1. A expressão, bizarra em primeira leitura, é do
filosofo francês Emmanuel Levinas para dizer a incidência dum Deus sem essência
nem existência, além do Ser, do seu agir nos justos que fazem mais do que o que
podem e querem, do que aprenderam, efeito dum “traço diacrónico”: o que se
poderia comparar com noções como ‘inspiração’ ou ‘revelação’, que justamente
Levinas quer evitar, despersonalizando o divino, por assim dizer. No texto “Da
fecundidade espiritual” (neste
blogue 3/7/2018), nos seus §§ 12-14 procurei explicitar esta proposta
levinassiana, contrapondo-a à experiência da aprendizagem interpretada como
traço sincrónico e ligada à différance de Derrida: aprender a ler, por exemplo, faz-se num relativamente longo
presente que terá incidências de passado nas repetições posteriores, sempre que
se lê.
2. Mas esta minha explicação, adequada no que diz
respeito a Levinas, foi-o menos em relação a Derrida; este retomou por vezes a
expressão por conta do que ele próprio escrevia e pensava como différance, motivo que implica além do adiar também o
repetir: só posso repetir o passado porque ele já era repetição, passado pois
também quando era presente: nenhum ‘presente’ é puro e nele há sempre mais do
que um passado que, ao adiar o futuro presente; quando aprendi a ler, na
cartilha maternal de João de Deus, “cão casa gato”, já repetia leituras futuras
variadas. Sem linearidade causal, é essa a nossa dificuldade nestas coisas das
diferenças entre os tempos que também são diferenças entre coisas e repetições
que nunca se repetem exactamente: é que aprender é aprender a repetir e nunca se repete indenticamente quando se repete
a mesma palavra, já que o contexto é diferente e é ele que dá sentido a essa
palavra. Darei alguns exemplos simples.
3.O primeiro é o dos sonhos., em que se jogam
personagens oníricas variadas que a sua interpretação permite reconhecer como
gente que jogou na história do sonhador, mas que os mecanismos do sonho –
condensação, deslocamento e figuração onirica, segundo Freud – alteram de tal
maneira que esse carácter ‘histórico’ o torna, senão irreconhecível, pelo menos
estranho na sua actuação, não tendo pois nenhum contraponto ‘presente’ no tal
passado histórico, que pois não houve assim.
4. Outro exemplo é da ordem dos limites
intrínsecos da investigação histórica, do trabalho do historiador em torno dos
documentos duma época dada, seja o caso de Galileu. Se o trabalho for bem
feito, restitui-nos uma biografia do físico italiano fidedigna, que significa o
melhor que conseguimos. Mas o ‘passado’ assim restituído por hipótese brilhantemente
nunca foi presente no século XVII, há algo que nenhum historiador pode alguma
vez conseguir captar no seu retrato de Galileu: aquilo que ele não sabia e que o historiador sabe que sucedeu depois,
aquilo que ele estranharia se voltasse à vida, a força da gravidade descoberta
por Newton, por exemplo. Esse ‘não saber’ não lhe era presente mas faz parte do
passado de Galileu como inacessível: os anacronismos são um dos pecados maiores
da investigação histórica. Não se pode contar a história de Galileu como se
não tivesse havido história da física a seguir, mas devia-se, deve-se aproximar desse desiderato
o mais que seja possível. O que permite imaginar grandes inventores sem saberem
do que veio a ser feito do que eles inventaram: o Platão renascentista tornado
critico do Aristóteles medieval ou, entre o trágico e a farsa, Jesus e a
inquisição, Marx e o estalinismo (“Marx et Jesus, ce sont des cocus”, disse
José Escada, o pintor, uma noite na casa parisiense do Nuno Bragança).

====================

* [REQUISITO 1]:
Responda a estas perguntas sobre o texto:
(a) De que filósofo francês é a expressão de que parte o ponto 1?
(b) Em que cartilha foi aprendida a leitura, segundo o ponto 2?
(c) Quais são os mecanismos do sonho que o ponto 3 atribui a Freud?
O texto e as entradas são independentes entre si.

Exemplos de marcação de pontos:
====================

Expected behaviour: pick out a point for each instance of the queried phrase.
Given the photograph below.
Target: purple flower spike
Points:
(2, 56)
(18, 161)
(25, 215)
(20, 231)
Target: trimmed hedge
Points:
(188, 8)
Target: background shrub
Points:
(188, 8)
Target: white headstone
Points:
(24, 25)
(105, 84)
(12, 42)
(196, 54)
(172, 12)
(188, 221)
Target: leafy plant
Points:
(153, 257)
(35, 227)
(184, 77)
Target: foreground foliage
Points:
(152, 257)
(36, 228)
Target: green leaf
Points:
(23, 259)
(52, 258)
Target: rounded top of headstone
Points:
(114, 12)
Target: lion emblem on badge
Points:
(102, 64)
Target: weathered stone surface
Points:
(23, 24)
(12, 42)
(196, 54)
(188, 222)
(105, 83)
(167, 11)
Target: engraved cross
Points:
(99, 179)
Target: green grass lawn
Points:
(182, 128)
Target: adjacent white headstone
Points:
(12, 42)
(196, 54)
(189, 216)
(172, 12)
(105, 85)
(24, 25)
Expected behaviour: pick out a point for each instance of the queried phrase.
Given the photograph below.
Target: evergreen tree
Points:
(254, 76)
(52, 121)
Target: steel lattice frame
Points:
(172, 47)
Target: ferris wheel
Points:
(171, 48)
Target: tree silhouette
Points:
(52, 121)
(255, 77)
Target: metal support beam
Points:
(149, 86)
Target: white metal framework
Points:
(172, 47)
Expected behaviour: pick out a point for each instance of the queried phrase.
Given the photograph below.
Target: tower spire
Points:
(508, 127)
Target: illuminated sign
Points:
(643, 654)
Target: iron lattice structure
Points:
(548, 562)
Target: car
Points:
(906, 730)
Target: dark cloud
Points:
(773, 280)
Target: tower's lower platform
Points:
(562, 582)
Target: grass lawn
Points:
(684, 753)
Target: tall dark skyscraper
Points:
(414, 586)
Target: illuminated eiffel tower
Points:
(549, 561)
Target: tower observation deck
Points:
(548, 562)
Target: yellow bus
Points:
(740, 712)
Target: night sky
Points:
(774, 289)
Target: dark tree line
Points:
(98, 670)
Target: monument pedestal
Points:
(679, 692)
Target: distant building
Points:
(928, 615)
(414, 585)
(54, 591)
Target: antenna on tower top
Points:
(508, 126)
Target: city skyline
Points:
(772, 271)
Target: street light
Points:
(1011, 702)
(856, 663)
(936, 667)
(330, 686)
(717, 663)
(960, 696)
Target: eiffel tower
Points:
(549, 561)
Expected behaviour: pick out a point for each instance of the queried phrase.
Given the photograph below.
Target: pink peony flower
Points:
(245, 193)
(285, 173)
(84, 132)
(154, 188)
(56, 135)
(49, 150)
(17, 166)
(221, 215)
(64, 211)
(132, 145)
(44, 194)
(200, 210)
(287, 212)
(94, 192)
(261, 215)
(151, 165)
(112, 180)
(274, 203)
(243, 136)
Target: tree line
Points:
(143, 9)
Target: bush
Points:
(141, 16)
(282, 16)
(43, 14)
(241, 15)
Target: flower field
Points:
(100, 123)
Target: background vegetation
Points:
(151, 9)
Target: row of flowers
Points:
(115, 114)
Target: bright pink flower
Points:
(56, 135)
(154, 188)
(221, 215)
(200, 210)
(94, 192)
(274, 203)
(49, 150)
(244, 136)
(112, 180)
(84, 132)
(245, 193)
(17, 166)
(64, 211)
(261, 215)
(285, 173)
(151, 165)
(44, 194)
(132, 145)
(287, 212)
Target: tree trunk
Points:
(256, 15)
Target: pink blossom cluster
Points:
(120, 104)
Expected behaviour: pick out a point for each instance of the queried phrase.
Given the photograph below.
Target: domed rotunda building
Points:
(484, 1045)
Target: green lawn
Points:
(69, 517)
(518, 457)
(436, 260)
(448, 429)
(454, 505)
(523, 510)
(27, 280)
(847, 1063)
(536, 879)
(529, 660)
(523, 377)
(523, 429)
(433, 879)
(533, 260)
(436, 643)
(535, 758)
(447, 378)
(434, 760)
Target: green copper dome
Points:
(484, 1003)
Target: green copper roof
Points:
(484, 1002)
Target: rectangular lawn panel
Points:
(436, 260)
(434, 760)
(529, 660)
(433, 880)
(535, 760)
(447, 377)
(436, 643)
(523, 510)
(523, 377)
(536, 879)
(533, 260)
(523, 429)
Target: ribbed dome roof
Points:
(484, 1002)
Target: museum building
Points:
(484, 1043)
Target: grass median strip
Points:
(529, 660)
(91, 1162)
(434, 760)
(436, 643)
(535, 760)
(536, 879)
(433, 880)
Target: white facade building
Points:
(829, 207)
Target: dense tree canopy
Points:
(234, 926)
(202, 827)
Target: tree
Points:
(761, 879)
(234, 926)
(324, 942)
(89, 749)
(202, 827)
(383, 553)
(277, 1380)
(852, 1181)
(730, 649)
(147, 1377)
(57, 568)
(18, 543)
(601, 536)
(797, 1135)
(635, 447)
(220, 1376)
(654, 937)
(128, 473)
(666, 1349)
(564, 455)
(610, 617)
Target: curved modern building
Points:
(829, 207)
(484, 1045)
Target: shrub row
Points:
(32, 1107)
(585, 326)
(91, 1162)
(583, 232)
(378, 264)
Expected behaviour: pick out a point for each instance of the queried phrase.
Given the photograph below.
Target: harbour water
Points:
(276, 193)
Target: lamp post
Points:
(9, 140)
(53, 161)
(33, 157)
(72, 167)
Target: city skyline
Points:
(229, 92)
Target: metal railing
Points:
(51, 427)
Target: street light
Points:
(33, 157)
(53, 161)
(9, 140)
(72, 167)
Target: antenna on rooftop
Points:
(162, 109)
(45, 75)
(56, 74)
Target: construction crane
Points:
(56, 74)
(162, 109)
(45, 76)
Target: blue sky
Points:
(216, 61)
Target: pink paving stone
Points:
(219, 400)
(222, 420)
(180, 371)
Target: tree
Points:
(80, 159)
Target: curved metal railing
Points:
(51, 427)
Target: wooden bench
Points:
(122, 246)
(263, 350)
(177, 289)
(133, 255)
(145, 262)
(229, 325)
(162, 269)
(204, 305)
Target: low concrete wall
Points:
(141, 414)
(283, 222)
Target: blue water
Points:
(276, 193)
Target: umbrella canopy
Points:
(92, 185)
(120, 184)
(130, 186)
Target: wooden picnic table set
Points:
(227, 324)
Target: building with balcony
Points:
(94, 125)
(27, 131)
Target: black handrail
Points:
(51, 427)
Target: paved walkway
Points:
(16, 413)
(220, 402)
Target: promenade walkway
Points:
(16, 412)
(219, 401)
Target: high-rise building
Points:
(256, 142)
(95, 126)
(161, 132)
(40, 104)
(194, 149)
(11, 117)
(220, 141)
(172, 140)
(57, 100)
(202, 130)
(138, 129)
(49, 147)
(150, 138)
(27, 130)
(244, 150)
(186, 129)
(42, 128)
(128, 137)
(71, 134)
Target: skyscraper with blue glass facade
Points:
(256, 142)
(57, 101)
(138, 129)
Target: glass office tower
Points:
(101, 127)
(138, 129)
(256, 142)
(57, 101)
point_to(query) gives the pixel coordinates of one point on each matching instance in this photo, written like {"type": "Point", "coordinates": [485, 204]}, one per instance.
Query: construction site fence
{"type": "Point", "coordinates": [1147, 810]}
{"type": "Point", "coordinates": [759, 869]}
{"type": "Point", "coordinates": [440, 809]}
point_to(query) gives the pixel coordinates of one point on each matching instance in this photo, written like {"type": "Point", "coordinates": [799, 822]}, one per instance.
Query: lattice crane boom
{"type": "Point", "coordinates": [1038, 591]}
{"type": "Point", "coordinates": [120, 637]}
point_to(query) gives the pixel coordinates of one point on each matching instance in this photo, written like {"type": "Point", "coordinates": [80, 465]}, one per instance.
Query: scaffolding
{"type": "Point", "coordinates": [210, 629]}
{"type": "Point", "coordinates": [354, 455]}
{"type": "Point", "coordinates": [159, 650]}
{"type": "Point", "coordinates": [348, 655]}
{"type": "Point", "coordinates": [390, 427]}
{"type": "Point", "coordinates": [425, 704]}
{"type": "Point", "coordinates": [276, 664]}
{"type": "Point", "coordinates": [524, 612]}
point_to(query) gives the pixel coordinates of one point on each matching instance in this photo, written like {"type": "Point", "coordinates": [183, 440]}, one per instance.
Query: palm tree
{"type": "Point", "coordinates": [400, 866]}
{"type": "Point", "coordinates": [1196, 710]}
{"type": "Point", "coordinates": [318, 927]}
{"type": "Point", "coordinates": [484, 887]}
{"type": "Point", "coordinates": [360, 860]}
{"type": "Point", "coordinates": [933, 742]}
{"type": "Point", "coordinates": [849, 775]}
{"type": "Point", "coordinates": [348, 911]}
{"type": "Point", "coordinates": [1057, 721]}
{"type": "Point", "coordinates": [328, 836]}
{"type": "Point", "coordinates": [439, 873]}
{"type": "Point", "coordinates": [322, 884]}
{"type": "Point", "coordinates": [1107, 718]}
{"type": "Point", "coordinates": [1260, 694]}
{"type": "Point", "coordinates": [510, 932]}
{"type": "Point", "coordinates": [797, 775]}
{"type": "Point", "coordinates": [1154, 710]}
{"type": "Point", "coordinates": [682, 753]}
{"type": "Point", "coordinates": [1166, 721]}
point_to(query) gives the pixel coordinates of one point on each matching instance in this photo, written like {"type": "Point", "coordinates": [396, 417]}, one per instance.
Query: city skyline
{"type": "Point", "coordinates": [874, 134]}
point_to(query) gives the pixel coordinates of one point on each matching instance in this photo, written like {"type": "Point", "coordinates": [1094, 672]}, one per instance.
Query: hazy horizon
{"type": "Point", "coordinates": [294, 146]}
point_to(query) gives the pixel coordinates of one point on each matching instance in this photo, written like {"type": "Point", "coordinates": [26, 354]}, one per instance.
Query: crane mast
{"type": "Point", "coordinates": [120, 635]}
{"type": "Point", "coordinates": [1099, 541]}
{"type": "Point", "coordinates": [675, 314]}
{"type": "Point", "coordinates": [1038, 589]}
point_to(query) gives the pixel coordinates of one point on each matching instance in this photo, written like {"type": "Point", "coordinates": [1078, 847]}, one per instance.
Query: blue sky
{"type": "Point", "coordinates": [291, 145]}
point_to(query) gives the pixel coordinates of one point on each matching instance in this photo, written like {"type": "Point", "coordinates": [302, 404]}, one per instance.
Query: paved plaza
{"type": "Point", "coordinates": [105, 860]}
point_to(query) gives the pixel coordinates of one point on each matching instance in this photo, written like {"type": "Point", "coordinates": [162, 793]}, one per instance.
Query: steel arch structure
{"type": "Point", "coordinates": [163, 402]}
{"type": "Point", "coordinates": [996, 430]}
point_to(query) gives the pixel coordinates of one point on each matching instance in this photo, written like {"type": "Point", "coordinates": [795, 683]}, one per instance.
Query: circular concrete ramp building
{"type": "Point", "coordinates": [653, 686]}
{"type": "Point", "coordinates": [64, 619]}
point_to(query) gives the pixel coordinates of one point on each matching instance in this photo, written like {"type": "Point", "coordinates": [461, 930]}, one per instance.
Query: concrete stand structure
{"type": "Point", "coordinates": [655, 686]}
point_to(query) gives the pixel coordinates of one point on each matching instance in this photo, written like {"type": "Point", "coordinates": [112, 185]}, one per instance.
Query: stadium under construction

====================

* [REQUISITO 2]:
Reúna todas as linhas das entradas que contêm a palavra "copper".

* [RESULTADO FINAL 1]:
(a) Emmanuel Levinas.
(b) Na cartilha maternal de João de Deus.
(c) Condensação, deslocamento e figuração onírica.

* [RESULTADO FINAL 2]:
Target: green copper dome
Target: green copper roof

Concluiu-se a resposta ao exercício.